Task directions: An exact copy of the data below is required; return it in full.

Dataset entries:
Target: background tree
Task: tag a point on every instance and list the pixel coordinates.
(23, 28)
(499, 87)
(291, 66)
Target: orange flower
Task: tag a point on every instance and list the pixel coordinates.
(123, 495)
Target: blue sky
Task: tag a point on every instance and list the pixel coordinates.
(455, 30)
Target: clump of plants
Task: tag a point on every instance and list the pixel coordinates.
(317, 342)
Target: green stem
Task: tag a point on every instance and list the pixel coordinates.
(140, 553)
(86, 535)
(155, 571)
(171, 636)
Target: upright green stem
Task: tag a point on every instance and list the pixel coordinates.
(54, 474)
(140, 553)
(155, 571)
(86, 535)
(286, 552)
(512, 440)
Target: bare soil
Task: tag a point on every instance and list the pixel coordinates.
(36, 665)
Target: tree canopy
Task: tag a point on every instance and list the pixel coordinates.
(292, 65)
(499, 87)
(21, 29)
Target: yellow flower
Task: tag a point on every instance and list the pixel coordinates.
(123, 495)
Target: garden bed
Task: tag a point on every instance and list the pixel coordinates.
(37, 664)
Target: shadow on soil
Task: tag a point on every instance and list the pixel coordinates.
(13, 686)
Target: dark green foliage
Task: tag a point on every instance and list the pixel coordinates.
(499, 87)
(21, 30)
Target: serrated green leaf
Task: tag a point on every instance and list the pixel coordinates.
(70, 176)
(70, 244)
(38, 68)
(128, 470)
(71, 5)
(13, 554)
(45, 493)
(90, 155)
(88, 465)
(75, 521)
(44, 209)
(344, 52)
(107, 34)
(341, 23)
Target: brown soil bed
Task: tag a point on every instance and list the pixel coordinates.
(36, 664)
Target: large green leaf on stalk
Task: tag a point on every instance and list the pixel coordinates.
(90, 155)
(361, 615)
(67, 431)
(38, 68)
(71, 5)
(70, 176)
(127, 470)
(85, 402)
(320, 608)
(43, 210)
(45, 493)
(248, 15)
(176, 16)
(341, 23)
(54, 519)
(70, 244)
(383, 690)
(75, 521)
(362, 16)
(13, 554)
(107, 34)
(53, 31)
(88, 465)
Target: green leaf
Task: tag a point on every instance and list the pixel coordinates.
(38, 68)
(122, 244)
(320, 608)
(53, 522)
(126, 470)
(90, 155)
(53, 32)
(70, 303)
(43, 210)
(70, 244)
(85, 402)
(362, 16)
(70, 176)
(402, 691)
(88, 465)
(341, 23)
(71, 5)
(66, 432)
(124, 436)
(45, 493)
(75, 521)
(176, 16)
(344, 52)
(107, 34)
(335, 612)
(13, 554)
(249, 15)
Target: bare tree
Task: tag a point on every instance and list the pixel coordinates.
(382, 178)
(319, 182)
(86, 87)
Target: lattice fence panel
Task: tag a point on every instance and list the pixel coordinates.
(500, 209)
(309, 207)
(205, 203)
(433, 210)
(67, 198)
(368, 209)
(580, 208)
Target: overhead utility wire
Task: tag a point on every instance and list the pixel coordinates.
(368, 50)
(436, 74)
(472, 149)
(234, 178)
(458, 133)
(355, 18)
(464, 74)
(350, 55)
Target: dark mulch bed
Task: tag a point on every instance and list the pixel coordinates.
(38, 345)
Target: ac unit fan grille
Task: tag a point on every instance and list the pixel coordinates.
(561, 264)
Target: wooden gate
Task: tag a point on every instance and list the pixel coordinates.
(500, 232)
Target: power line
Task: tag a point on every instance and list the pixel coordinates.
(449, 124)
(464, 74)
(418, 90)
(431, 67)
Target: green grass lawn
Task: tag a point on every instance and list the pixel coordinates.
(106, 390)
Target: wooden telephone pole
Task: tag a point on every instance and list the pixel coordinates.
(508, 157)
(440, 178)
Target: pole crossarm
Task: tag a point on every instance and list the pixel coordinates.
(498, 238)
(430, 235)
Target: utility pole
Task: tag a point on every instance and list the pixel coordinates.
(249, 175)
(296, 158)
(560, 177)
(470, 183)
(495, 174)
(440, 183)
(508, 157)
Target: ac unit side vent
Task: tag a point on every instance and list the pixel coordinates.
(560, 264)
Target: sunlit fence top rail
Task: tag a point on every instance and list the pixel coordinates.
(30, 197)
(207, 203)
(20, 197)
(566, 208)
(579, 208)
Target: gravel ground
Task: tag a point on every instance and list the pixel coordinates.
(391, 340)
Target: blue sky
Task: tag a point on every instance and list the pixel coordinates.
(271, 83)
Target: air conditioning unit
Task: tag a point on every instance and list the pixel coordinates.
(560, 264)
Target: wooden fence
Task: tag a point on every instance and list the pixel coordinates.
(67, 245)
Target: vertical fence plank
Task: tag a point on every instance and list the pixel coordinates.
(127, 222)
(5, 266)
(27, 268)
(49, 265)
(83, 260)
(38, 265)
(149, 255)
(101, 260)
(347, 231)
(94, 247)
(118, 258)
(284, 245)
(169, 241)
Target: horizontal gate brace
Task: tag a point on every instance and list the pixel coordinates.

Answer for the task:
Target: background tree
Task: tag a point on every instance and list the pixel coordinates.
(23, 28)
(499, 87)
(291, 66)
Target: orange flower
Task: tag a point on every instance and list the pixel coordinates.
(123, 495)
Target: blue sky
Task: tag a point on every instance and list the pixel coordinates.
(455, 30)
Target: clump of plants
Task: tag a point on every instance and list the pixel coordinates.
(317, 342)
Target: green stem
Task: tag a point on every instance and list the pixel coordinates.
(140, 553)
(86, 535)
(155, 571)
(171, 636)
Target: upright green stem
Task: tag a point on every instance and list the pixel coordinates.
(54, 474)
(140, 553)
(155, 571)
(86, 535)
(286, 552)
(512, 440)
Target: bare soil
Task: tag a point on every instance and list the pixel coordinates.
(36, 665)
Target: tree canopy
Task: tag a point on every instance and list the pixel coordinates.
(292, 65)
(499, 87)
(21, 29)
Target: yellow flower
Task: tag a point on every instance and list the pixel coordinates.
(123, 495)
Target: garden bed
Task: tag a point on every instance and list the pixel coordinates.
(37, 664)
Target: shadow on soil
Task: tag a point on every instance and list the pixel coordinates.
(13, 686)
Target: dark green foliage
Task: tag a point on every instance and list the pixel coordinates.
(499, 87)
(21, 30)
Target: serrated green leaf
Task: tag a point on every instance and list the pixel coordinates.
(70, 176)
(70, 244)
(38, 68)
(128, 470)
(71, 5)
(13, 554)
(45, 493)
(90, 155)
(88, 465)
(75, 521)
(44, 209)
(344, 52)
(107, 34)
(341, 23)
Target: brown soil bed
Task: tag a point on every instance and list the pixel coordinates.
(36, 664)
Target: large green leaf on stalk
Task: tag a point on every instance and list the pixel coordinates.
(90, 155)
(361, 615)
(67, 431)
(38, 68)
(71, 5)
(70, 176)
(127, 470)
(85, 402)
(320, 608)
(43, 210)
(45, 493)
(248, 15)
(176, 16)
(341, 23)
(54, 519)
(70, 244)
(383, 690)
(75, 521)
(362, 16)
(13, 554)
(107, 34)
(53, 31)
(88, 465)
Target: green leaf
Task: tag a point on every instance and list the pixel coordinates.
(38, 68)
(122, 244)
(320, 608)
(53, 522)
(126, 470)
(90, 155)
(53, 32)
(70, 303)
(43, 210)
(70, 244)
(85, 402)
(362, 16)
(70, 176)
(402, 691)
(88, 465)
(341, 23)
(71, 5)
(66, 432)
(124, 436)
(45, 493)
(75, 521)
(176, 16)
(344, 52)
(107, 34)
(335, 612)
(13, 554)
(249, 15)
Target: bare tree
Task: tag a point on every instance and list the pixel coordinates.
(382, 178)
(319, 182)
(86, 87)
Target: lattice fence panel
Task: tag a point on every instance and list the pixel coordinates.
(500, 209)
(309, 207)
(205, 203)
(433, 210)
(67, 198)
(368, 209)
(580, 208)
Target: overhead utility wire
Task: tag a point on every instance and list the pixel coordinates.
(368, 50)
(436, 74)
(472, 149)
(234, 178)
(458, 133)
(355, 18)
(464, 74)
(350, 55)
Target: dark mulch bed
Task: tag a point on every instance and list the pixel coordinates.
(38, 345)
Target: ac unit fan grille
Task: tag a point on every instance and list the pixel coordinates.
(561, 264)
Target: wooden gate
Task: tag a point on every instance and list the pixel coordinates.
(500, 232)
Target: power line
Task: tag a point on every instance and list the pixel coordinates.
(449, 124)
(464, 74)
(418, 90)
(431, 67)
Target: green grass lawn
Task: tag a point on every instance and list the pixel coordinates.
(106, 390)
Target: wooden telephone pole
Task: tag a point on every instance and list the pixel coordinates.
(508, 157)
(440, 178)
Target: pole crossarm
Task: tag a point on every instance and list the pixel coordinates.
(498, 238)
(430, 235)
Target: utility pole
Task: tag a point on every instance and list the pixel coordinates.
(249, 175)
(296, 158)
(560, 177)
(470, 183)
(495, 174)
(440, 183)
(508, 157)
Target: ac unit side vent
Task: tag a point on every instance and list the pixel coordinates.
(560, 264)
Target: sunlit fence top rail
Task: tag a point on every instance and list the pixel coordinates.
(30, 197)
(207, 203)
(20, 197)
(566, 208)
(579, 208)
Target: gravel ground
Task: tag a point on every instance and list the pixel coordinates.
(391, 340)
Target: blue sky
Task: tag a point on every instance and list the pixel coordinates.
(271, 83)
Target: air conditioning unit
Task: tag a point on every instance and list the pixel coordinates.
(560, 264)
Target: wooden fence
Task: tag a point on every instance and list the pixel coordinates.
(67, 245)
Target: vertical fence plank
Task: tag a point on every instance and list the pixel coordinates.
(127, 222)
(5, 266)
(27, 268)
(49, 265)
(83, 260)
(38, 265)
(149, 255)
(101, 260)
(347, 231)
(94, 247)
(118, 258)
(284, 245)
(169, 241)
Target: horizontal gate brace
Task: tag a point on every instance and list the pixel coordinates.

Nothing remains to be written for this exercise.